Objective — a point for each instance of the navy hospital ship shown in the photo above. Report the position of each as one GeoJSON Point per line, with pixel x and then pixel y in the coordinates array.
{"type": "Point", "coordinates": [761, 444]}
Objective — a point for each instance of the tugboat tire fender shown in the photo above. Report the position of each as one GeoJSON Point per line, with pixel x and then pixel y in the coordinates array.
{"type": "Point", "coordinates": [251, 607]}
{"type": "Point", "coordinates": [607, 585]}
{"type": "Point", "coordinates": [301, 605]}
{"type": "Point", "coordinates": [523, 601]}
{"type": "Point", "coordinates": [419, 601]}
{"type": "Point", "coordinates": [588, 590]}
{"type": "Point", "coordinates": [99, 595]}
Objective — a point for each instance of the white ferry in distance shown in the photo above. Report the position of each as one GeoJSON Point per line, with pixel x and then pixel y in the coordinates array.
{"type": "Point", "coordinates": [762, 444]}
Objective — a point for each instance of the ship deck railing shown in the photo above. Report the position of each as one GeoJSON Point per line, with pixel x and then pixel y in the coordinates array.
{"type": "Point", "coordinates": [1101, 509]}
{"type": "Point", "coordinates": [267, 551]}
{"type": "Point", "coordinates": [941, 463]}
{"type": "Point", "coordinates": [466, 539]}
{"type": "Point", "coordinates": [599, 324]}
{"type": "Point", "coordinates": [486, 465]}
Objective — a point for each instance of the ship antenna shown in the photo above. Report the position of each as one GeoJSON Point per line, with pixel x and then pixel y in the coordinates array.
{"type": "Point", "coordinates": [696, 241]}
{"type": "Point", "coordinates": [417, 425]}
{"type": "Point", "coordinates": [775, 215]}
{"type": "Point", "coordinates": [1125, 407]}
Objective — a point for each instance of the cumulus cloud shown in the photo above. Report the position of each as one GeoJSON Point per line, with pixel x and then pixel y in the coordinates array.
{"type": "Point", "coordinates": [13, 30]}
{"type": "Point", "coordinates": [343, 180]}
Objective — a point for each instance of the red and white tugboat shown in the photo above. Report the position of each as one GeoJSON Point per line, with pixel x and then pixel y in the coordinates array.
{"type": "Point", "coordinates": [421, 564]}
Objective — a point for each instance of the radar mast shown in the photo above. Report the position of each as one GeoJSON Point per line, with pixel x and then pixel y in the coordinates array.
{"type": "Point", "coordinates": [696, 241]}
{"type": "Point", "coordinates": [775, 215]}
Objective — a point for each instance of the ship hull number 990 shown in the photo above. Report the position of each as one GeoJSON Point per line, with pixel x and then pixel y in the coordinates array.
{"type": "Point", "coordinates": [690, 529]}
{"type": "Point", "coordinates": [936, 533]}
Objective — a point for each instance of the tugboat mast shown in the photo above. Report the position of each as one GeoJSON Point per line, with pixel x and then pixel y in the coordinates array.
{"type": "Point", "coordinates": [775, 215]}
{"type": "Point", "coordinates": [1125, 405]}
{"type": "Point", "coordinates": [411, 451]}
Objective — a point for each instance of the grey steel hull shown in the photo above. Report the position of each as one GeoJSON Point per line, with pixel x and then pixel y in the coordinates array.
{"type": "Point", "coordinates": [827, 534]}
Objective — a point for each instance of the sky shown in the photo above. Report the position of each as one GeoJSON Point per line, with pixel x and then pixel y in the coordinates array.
------
(WORK TO BE COMPLETED): From the line holding "Objective — a point for each instance of the ship hull" down to the final line above, quote every line exactly and only those lines.

(RESPONSE):
Objective — a point for each instance of the ship hull number 990 shown in the photo above. Report the position of each as one GeoJSON Point per line, with pixel x and then pixel y in the coordinates array.
{"type": "Point", "coordinates": [690, 529]}
{"type": "Point", "coordinates": [936, 533]}
Objective — a point for each instance of the tugboat mast shown in the photo above. Report the position of each as one GeoJSON Point per line, with pixel x and then pixel y in the coordinates array.
{"type": "Point", "coordinates": [775, 215]}
{"type": "Point", "coordinates": [1125, 405]}
{"type": "Point", "coordinates": [411, 451]}
Objective — a point for each instance of the grey steel hull shown in the photo above. Report the position of each as one GeoJSON Point per line, with pixel x and then pixel y in the coordinates array.
{"type": "Point", "coordinates": [827, 534]}
Objective — a point for each instance of the sky shown in the photo above. Report the position of each as one GeoJSON Point per line, with pixel x and then pixel y in the coordinates array.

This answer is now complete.